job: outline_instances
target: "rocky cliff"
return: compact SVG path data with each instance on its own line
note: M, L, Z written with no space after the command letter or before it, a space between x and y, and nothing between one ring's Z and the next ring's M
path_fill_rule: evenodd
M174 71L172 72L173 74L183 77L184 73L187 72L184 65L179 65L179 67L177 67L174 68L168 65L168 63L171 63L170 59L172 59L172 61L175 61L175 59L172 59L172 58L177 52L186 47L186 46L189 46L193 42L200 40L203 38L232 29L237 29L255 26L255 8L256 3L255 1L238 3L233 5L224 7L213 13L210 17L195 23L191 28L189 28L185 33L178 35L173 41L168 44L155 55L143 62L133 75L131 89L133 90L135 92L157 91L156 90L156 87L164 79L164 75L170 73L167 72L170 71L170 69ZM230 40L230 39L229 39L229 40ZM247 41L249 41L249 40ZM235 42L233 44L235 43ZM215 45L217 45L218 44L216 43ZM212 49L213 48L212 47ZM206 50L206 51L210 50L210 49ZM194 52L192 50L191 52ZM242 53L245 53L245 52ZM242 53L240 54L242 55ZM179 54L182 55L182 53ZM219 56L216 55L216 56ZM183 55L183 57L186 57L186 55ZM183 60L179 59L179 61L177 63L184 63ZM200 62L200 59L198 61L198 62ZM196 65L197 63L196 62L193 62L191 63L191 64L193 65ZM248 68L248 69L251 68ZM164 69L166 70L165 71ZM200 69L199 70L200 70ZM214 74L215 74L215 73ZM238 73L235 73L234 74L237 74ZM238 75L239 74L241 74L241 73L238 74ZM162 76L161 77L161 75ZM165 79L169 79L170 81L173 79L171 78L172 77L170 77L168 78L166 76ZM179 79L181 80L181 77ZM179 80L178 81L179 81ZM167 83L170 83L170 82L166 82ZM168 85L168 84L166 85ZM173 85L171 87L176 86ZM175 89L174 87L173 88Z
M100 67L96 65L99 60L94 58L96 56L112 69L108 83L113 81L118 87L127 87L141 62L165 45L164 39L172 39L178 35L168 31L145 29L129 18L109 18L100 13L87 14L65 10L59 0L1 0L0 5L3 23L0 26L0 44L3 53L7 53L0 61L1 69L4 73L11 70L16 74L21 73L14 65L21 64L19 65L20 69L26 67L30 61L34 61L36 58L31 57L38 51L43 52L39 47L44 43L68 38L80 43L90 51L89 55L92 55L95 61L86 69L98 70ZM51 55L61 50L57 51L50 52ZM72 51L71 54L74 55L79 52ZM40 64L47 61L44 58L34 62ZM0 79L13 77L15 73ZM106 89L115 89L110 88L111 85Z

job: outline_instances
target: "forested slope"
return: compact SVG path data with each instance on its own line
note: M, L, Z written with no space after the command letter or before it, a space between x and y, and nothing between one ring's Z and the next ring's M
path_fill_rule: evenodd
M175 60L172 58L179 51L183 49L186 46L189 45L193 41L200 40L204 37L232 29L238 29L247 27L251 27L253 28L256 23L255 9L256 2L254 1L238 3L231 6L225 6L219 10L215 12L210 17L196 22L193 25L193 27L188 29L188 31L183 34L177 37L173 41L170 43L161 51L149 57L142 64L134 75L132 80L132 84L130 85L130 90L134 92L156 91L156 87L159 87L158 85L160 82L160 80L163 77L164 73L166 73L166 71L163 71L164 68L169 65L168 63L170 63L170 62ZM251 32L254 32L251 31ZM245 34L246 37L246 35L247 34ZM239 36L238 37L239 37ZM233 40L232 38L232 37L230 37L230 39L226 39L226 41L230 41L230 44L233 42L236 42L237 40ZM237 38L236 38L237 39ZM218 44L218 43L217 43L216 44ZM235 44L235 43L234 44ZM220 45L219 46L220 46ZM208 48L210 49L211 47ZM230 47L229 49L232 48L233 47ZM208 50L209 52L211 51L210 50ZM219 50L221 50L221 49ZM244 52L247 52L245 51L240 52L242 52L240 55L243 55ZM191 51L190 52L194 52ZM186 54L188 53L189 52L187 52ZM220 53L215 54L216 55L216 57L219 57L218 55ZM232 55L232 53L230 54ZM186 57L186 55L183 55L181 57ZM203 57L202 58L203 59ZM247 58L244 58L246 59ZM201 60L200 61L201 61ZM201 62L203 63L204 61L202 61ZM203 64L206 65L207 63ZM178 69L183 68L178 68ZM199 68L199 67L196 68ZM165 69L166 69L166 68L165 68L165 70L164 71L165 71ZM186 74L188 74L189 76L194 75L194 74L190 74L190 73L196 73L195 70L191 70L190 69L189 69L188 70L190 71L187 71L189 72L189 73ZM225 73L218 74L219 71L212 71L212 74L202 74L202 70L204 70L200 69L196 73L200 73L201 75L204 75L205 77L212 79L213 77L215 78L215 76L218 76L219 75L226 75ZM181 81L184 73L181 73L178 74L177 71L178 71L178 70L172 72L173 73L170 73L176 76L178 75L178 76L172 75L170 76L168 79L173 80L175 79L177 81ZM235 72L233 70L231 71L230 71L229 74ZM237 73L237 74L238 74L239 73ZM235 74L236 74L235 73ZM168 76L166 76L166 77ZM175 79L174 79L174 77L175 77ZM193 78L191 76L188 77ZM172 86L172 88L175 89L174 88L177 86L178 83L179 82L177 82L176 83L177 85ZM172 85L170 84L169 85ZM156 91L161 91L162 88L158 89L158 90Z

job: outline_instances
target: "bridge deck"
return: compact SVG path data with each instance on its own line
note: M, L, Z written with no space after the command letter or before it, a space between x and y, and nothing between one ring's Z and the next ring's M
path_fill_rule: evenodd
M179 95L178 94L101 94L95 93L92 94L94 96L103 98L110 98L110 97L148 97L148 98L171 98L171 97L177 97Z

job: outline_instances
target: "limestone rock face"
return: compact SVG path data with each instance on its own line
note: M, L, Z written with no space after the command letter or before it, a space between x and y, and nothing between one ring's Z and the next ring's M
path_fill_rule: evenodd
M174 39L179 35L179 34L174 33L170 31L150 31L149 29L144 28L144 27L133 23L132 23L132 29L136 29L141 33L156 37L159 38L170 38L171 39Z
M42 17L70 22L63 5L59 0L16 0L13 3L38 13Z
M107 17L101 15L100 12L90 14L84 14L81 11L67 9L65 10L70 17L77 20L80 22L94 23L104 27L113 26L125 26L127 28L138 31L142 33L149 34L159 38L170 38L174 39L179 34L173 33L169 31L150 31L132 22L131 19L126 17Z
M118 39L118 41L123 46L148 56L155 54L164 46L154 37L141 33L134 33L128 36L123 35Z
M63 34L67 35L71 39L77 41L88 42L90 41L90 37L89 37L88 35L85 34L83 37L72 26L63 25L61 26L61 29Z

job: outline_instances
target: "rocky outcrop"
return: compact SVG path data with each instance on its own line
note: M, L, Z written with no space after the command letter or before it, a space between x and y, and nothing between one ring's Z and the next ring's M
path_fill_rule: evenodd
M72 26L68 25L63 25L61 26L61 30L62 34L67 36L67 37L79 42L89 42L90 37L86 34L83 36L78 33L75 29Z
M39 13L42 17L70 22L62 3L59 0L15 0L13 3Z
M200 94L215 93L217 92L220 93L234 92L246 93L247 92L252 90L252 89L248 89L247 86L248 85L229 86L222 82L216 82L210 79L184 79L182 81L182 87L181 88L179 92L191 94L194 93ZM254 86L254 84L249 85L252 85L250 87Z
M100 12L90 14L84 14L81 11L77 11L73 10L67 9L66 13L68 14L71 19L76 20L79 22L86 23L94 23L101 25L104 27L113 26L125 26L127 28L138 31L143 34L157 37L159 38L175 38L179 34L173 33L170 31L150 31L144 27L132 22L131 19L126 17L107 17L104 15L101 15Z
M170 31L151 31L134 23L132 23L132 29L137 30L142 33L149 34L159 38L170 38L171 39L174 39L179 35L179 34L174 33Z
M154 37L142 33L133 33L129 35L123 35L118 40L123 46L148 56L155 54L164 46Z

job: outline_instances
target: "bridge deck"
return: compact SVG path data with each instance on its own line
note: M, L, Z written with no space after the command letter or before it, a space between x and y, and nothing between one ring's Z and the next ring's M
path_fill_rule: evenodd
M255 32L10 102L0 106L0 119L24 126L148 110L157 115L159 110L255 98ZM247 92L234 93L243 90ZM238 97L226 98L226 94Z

········

> [THE TASK]: Rewrite the material as a numbered list, starting from the very top and stopping after the line that contains "M174 71L172 72L173". Leave out any blank lines.

> [OUTPUT]:
1. job: outline_instances
2. target: "rocky cliff"
3. return: compact SVG path data with each instance on its own line
4. note: M, L, Z written with no space after the command letter or before it, a space between x and y, and nothing between one ring's Z and the next ring's M
5. path_fill_rule: evenodd
6. M174 71L172 72L173 74L183 77L184 73L187 72L184 65L179 65L179 67L177 67L174 68L168 65L168 63L171 63L170 59L172 59L172 61L175 61L175 59L172 59L172 58L177 52L186 47L186 46L189 46L193 42L200 40L203 38L232 29L237 29L255 26L255 8L256 3L255 1L238 3L233 5L224 7L213 13L210 17L195 23L191 28L189 28L185 33L178 35L173 41L168 44L155 55L143 62L133 75L131 89L133 90L135 92L157 91L156 90L156 87L164 79L164 75L170 73L167 72L170 71L170 69ZM230 40L230 39L229 39L229 40ZM247 41L249 41L249 40ZM235 42L233 44L235 43ZM215 45L217 45L218 44L216 43ZM212 49L213 48L212 47ZM206 50L206 51L210 50L210 49ZM194 52L192 50L191 52ZM242 53L245 53L245 52ZM242 53L240 54L242 55ZM179 54L182 55L182 53ZM219 56L216 55L216 56ZM183 55L183 57L186 57L186 55ZM183 60L179 59L179 61L177 63L184 63ZM200 62L200 59L198 61L198 62ZM196 65L197 63L196 62L193 62L191 63L191 64L193 65ZM248 68L248 69L251 68ZM164 69L166 70L165 71ZM200 69L199 70L200 70ZM214 74L215 74L215 73ZM238 73L235 73L234 74L237 74ZM238 75L239 74L241 74L241 73L238 74ZM162 76L161 77L161 75ZM165 79L169 79L170 81L173 79L171 78L172 77L170 77L168 78L166 76ZM179 79L181 80L181 77ZM179 80L178 81L179 81ZM167 83L170 83L170 82L166 82ZM168 85L168 84L166 85ZM173 85L171 87L176 86ZM175 89L174 87L173 88Z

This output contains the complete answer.